[Exercise requirements]
1) Transcribe the stretch of the passage on BgGPT from "In this line" through "accessible and budget-friendly.".
2) Go on with the passage on BgGPT, picking up after its final sentence.

[Text section]

In this line of thought, the fact that BgGPT is not the size of the OpenAI models, for example, is a very conscious decision and is related to the idea of the Bulgarian model being easily accessible and budget-friendly.
OpenAI models can only be used by very, very large-scale infrastructure. However, INSAIT have made a model that can be used by anyone - on their own infrastructure and at a relatively low cost," points out Nikola Tulechki.
He adds that companies don't necessarily have to invest in buying their own graphics cards, but can rent cloud infrastructure where they could download and train their model.
Open to adaptation
Its small size and open-source nature allow the Bulgarian language model to be downloaded to its own infrastructure and adapted to the specific needs of a given company or institution.
Here are a few examples of possible integrations:
- the model can be used to develop an interface between an institution and citizens so as to replace the person at the counter. "For example, when you want to pay your local tax, the tool can explain very clearly why, how much and where you need to do it, saving you tedious digging through the pages of the municipality," explains Dobroslav Dimitrov.

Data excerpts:
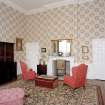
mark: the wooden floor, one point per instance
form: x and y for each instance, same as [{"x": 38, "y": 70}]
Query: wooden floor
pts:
[{"x": 101, "y": 84}]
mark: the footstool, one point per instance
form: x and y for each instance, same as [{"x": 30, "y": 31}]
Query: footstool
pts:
[
  {"x": 13, "y": 96},
  {"x": 46, "y": 81}
]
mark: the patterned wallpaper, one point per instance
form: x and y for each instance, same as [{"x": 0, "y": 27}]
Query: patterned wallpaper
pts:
[
  {"x": 81, "y": 23},
  {"x": 12, "y": 25}
]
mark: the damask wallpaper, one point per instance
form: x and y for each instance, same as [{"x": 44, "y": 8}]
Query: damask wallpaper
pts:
[
  {"x": 12, "y": 25},
  {"x": 79, "y": 22}
]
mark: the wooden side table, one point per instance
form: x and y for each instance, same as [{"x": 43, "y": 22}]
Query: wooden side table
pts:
[{"x": 41, "y": 69}]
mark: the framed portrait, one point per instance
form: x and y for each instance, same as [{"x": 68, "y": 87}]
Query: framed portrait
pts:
[
  {"x": 43, "y": 50},
  {"x": 85, "y": 49},
  {"x": 19, "y": 46}
]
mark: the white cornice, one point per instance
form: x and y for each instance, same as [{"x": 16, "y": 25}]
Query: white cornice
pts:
[
  {"x": 14, "y": 6},
  {"x": 45, "y": 7}
]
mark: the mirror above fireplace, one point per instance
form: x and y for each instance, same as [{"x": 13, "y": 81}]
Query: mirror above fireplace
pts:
[{"x": 61, "y": 47}]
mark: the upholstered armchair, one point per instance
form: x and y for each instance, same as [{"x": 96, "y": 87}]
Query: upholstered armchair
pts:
[
  {"x": 27, "y": 74},
  {"x": 78, "y": 78}
]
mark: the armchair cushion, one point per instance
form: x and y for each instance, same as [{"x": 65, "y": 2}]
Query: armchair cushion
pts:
[{"x": 78, "y": 78}]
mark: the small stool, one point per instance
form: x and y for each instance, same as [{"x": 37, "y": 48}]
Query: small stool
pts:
[{"x": 13, "y": 96}]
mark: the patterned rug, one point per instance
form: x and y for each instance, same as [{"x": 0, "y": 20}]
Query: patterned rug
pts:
[{"x": 62, "y": 95}]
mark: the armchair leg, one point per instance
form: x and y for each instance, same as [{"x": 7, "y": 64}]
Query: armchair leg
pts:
[{"x": 84, "y": 87}]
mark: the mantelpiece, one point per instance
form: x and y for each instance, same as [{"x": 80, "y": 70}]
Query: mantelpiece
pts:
[{"x": 51, "y": 68}]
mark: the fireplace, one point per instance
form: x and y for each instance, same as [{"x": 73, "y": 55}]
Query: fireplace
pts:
[{"x": 53, "y": 67}]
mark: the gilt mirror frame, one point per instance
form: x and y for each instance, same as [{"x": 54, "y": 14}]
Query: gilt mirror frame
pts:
[{"x": 55, "y": 45}]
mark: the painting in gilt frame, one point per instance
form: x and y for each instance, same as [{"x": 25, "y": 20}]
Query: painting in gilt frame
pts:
[
  {"x": 19, "y": 46},
  {"x": 85, "y": 49},
  {"x": 43, "y": 50}
]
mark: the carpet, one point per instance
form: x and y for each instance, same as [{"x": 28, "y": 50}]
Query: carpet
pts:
[{"x": 62, "y": 95}]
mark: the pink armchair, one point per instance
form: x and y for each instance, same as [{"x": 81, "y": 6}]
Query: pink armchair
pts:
[
  {"x": 78, "y": 79},
  {"x": 27, "y": 74}
]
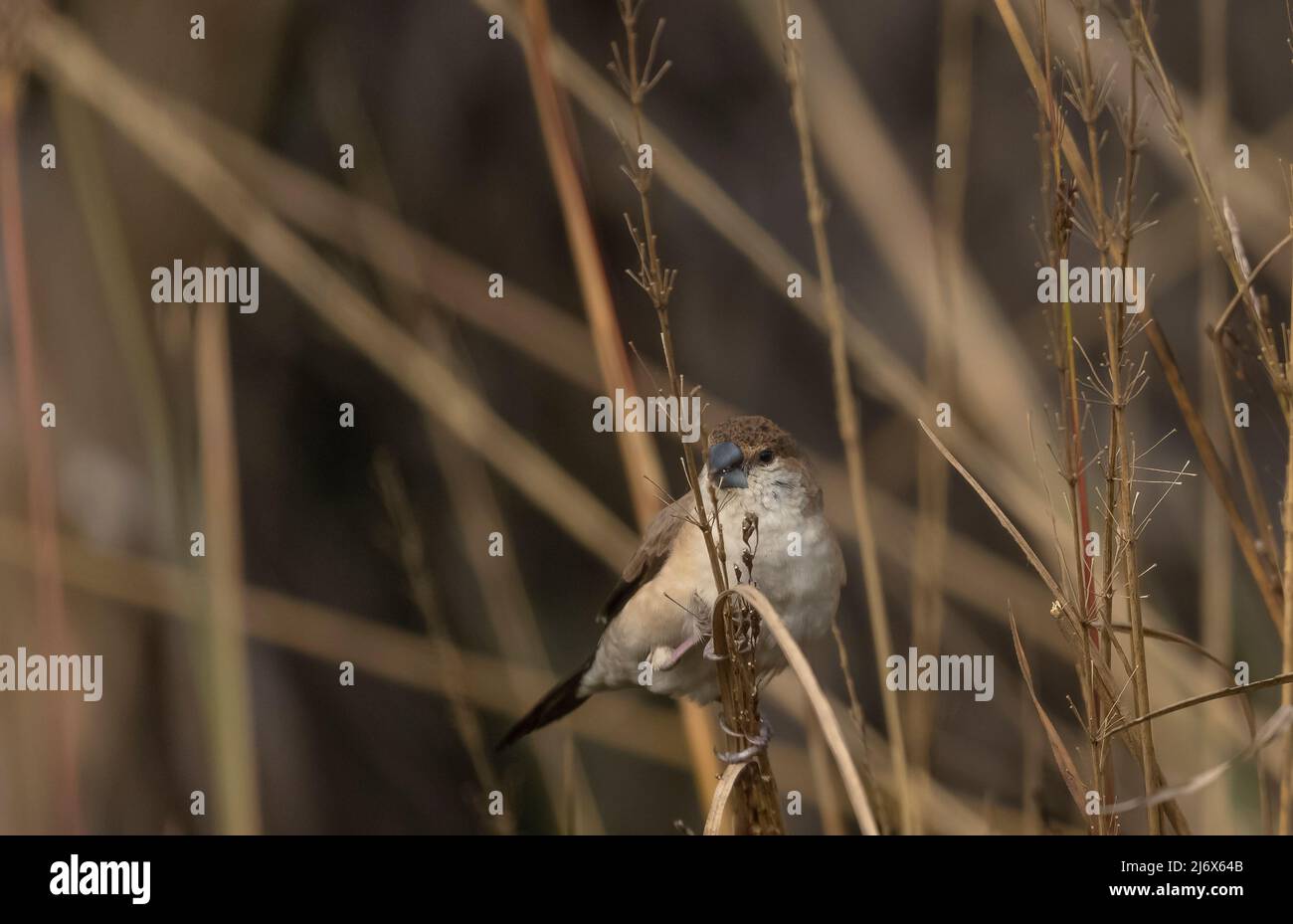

[Results for the exercise]
1)
In this line of thought, the fact that BgGPT is not the size of the OpenAI models, for example, is a very conscious decision and is related to the idea of the Bulgarian model being easily accessible and budget-friendly.

2)
- it can also hook into some internal data source and again serve as an interface to help those working in that institution talk more productively with the data they've collected. "Imagine, for example, a very, very well-performing search engine on internal massive data sets that can make sense of it by finding text documents, but also returns meaningful, analytical answers based on the information contained within them," says Nikola Tulechki.
- companies dealing with legislative matters can build their own models, which will be extremely useful to the lawyers working in them. They could prepare contracts or compare legislations between the different countries where they operate, among other things.
- in the field of education, one can train one's own model on specific data from the textbooks of a particular publisher, for example, with the help of which additional explanations can be given on the material.
When asked whether Bulgarian institutions and businesses are ready to recognize the need for investments in such models, Dobroslav Dimitrov says that IT companies in particular are already doing so. As for the public administration, there are some proactive municipalities, like Burgas, for example, which, according to him, are also open to riding the wave. There are already available experts who understand how to train the model for a particular business's needs, he says.
It's a tool—a very, very powerful tool—that can be used by a pretty wide range of IT professionals to help the lives of people like you and me. That's the big news. And that difficult task has been done by INSAIT", commented Dobroslav Dimitrov.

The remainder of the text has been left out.